+++ INFORMATION SUPPLIED +++

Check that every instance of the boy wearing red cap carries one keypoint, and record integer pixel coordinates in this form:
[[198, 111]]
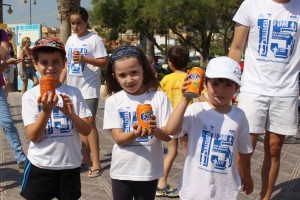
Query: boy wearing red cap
[[53, 124]]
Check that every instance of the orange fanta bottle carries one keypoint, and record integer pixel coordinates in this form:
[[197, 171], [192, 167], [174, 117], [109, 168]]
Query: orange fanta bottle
[[144, 112], [47, 85], [197, 79]]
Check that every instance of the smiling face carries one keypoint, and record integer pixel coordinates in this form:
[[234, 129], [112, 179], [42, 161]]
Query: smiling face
[[129, 74], [220, 93], [78, 25], [50, 64]]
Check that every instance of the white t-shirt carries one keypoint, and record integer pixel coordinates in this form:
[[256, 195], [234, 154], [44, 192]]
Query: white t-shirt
[[141, 160], [210, 171], [272, 57], [60, 146], [85, 76]]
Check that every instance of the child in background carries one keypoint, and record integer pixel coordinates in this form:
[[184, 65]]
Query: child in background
[[27, 70], [216, 130], [137, 155], [171, 84], [86, 55], [53, 124]]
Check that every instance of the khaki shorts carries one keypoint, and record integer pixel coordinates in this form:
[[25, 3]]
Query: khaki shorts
[[9, 74], [275, 114]]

+++

### SHORT PROBLEM
Leave out the pictures and output the rest of the material exactly as written.

### CORRECT RESULT
Check that every instance of the boy wearing red cap carries one keypoint, and record integer pixel coordinates in this form:
[[198, 111]]
Query: boy wearing red cap
[[53, 124]]
Check that every instance of the orange fanta bottle carries one keypoint, and record integer pixel coordinates in this form:
[[197, 171], [192, 167], [174, 117], [109, 168]]
Query: orange fanta bottle
[[144, 112], [47, 85], [197, 79]]
Check that every instance of the smiling face carries one keypoint, and record integer pixel coordinates in this form:
[[234, 129], [112, 179], [42, 161]]
Query: smiling face
[[129, 74], [220, 93], [78, 25], [50, 64]]
Check that every instance of the white t-shirt carries one keypoint, and record integer pixel coordinates in this form:
[[256, 195], [234, 154], [44, 192]]
Query: white t-shirt
[[141, 160], [210, 171], [272, 57], [60, 146], [85, 76]]
Check that every instance of the child in background carries one keypoint, and record integer pixel coordinates in this form:
[[184, 65]]
Query: child in background
[[27, 70], [216, 130], [137, 155], [171, 84], [86, 55], [53, 124]]
Check that every instance of the khaki shorts carries one keypoint, and record integer pixel coordinates in this form:
[[25, 3]]
Query: khaki shorts
[[9, 74], [275, 114]]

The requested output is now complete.